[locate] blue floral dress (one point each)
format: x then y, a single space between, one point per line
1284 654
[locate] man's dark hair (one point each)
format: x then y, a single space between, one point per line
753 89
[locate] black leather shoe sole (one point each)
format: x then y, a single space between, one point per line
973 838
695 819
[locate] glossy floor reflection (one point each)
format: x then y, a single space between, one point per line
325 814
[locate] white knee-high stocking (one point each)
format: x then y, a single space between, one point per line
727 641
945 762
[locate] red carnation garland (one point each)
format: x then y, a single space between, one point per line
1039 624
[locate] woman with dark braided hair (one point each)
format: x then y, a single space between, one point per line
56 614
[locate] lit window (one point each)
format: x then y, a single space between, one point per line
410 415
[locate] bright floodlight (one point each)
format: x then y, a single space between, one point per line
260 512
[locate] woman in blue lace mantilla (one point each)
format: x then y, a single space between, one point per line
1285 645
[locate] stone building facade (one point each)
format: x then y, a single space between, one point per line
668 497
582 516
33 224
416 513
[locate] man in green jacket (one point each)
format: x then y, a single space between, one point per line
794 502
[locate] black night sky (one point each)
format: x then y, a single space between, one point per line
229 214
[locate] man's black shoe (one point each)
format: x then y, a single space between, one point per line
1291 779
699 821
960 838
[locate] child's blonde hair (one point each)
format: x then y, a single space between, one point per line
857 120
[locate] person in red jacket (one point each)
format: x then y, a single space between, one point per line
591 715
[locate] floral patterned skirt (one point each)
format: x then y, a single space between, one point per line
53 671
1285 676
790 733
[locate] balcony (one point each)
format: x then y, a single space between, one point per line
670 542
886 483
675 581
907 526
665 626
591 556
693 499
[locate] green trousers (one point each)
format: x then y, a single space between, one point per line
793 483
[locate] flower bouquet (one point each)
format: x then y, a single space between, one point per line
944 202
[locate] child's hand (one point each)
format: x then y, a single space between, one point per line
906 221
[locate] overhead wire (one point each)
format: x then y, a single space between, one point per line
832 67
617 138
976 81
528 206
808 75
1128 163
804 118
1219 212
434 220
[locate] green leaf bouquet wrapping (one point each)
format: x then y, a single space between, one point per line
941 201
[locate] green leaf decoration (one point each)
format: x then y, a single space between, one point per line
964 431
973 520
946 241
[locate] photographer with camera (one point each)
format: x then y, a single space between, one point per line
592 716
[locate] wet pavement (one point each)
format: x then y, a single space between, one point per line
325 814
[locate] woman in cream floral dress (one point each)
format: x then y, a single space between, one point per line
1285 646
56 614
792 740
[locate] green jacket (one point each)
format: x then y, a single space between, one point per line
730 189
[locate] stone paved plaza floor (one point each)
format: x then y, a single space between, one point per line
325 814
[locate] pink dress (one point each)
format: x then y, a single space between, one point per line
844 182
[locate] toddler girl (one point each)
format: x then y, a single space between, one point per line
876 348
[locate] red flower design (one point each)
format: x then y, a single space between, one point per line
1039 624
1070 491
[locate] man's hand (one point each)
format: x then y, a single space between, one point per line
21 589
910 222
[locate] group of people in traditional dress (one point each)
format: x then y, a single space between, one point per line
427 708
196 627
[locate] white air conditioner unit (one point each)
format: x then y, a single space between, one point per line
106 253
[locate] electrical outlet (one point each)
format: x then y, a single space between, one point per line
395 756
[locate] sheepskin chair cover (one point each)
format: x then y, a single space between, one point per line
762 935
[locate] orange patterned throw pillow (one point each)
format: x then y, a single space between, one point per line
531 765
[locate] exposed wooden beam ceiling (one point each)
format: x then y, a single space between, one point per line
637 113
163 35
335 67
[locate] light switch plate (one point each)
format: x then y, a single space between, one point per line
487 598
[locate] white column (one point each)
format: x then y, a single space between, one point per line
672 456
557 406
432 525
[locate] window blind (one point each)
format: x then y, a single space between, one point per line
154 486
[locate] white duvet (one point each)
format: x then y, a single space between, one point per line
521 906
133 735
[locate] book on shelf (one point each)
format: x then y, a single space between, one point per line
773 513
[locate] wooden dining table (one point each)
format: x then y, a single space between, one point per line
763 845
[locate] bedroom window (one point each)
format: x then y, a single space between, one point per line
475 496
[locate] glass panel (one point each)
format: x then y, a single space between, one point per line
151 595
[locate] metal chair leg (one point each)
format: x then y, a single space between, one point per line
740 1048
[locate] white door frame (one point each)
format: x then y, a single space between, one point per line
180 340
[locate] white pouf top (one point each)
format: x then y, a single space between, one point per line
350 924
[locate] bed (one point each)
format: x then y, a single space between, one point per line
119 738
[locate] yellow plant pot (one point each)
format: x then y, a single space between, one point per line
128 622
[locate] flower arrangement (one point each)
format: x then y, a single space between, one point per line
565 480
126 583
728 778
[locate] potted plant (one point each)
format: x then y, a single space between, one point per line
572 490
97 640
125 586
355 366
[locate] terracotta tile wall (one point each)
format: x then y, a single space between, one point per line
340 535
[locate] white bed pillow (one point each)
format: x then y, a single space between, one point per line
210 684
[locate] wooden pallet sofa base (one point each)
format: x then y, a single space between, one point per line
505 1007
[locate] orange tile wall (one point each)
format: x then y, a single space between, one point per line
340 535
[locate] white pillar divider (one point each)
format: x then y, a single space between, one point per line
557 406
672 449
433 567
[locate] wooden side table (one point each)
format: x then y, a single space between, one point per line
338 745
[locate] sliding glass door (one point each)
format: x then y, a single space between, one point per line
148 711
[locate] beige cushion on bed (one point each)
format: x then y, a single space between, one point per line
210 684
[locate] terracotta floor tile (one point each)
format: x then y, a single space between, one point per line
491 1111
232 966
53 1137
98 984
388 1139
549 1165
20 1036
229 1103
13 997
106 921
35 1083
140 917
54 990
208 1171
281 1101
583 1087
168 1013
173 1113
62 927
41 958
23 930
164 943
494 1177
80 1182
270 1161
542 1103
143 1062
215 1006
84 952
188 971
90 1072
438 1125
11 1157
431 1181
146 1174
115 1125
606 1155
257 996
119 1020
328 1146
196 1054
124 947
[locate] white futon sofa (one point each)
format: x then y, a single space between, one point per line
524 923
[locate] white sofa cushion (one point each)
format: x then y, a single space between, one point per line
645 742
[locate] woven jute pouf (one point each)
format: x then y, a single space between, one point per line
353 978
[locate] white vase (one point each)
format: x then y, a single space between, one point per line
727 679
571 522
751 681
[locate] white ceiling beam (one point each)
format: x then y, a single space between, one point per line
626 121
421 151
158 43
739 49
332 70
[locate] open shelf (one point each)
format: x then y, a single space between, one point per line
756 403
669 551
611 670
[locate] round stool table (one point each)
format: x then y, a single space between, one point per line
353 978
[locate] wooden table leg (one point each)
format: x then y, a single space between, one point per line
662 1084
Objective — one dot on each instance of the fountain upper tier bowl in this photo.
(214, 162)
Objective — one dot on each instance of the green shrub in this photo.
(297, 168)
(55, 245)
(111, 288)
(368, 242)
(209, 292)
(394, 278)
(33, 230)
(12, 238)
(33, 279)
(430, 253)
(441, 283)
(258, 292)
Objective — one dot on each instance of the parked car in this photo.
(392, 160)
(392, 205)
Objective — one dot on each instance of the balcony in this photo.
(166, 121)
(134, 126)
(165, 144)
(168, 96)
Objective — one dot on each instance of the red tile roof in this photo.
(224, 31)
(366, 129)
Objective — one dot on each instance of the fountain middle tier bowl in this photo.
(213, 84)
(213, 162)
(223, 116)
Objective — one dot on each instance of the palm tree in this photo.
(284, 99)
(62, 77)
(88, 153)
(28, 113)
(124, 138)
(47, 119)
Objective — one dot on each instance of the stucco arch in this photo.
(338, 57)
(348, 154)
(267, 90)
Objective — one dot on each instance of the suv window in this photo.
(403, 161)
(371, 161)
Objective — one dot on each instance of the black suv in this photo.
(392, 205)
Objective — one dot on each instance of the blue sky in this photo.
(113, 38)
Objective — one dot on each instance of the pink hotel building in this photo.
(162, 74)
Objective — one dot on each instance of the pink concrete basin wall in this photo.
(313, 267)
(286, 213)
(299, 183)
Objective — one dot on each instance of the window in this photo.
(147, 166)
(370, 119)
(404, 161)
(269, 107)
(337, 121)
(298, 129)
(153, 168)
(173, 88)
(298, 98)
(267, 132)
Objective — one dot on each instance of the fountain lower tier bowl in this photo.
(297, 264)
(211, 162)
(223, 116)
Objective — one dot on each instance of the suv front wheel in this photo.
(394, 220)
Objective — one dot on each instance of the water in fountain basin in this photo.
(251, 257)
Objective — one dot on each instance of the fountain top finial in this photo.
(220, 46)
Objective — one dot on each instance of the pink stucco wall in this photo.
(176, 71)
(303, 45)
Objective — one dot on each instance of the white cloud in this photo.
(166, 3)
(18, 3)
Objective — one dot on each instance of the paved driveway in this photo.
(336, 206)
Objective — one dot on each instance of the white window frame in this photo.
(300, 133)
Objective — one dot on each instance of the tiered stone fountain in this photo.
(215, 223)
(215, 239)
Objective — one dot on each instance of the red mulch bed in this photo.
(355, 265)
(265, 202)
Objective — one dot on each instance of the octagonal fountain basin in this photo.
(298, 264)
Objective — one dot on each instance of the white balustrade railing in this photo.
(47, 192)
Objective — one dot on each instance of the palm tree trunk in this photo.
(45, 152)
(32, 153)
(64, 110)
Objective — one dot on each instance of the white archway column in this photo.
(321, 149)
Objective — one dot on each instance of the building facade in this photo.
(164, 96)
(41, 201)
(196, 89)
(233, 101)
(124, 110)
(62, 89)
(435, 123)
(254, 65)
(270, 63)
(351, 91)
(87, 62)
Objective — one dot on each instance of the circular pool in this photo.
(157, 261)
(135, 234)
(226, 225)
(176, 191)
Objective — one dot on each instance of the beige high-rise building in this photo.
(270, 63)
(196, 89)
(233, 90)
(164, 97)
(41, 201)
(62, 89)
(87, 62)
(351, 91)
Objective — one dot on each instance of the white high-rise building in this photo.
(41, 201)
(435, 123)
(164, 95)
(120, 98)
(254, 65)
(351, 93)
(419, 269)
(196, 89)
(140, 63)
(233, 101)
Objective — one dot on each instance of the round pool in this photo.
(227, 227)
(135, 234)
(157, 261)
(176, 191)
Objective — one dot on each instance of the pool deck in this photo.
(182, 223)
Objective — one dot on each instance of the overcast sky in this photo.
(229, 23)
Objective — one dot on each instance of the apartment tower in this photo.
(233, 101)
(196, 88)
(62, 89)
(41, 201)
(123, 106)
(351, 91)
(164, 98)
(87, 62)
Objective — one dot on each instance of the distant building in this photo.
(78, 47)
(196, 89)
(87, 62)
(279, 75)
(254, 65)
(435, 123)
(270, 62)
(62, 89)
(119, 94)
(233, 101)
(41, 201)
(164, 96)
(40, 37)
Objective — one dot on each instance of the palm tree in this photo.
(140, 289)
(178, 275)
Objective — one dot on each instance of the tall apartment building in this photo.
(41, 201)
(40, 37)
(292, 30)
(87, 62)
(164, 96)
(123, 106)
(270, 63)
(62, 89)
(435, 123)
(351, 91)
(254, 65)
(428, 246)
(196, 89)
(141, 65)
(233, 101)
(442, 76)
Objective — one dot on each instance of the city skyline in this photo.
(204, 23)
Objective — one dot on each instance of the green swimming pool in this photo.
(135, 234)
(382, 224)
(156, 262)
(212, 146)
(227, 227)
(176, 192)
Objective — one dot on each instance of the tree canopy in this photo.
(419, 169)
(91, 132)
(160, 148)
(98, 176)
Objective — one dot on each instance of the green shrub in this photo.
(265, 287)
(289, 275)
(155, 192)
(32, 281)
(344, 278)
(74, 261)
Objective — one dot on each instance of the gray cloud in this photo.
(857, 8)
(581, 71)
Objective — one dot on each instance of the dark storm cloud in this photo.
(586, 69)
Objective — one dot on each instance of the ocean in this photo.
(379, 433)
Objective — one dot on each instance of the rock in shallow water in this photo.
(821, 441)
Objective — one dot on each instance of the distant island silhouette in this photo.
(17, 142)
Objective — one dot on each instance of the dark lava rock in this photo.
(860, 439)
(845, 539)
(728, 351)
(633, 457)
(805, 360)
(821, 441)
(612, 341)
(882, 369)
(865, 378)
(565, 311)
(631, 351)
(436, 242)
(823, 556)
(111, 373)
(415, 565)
+ + + + + + +
- _What you will do_:
Find the line containing "Objective — one dot on each instance of the dark storm", then output it and every line after it to the end of the data, exactly.

- _Full solution_:
Objective — one dot on each instance of the dark storm cloud in this photo.
(586, 69)
Objective — one dot on each instance of the ocean in this photo.
(379, 433)
Objective — one dot on each instance of the rock in shallow water in this photo.
(821, 441)
Objective — one dot on each instance of the distant island silhouette in this photo.
(17, 142)
Objective — one dot on each instance of the dark lava rock in this photo.
(860, 439)
(845, 539)
(728, 351)
(633, 457)
(805, 360)
(821, 441)
(612, 341)
(882, 369)
(865, 378)
(565, 311)
(631, 351)
(436, 242)
(823, 556)
(111, 373)
(415, 565)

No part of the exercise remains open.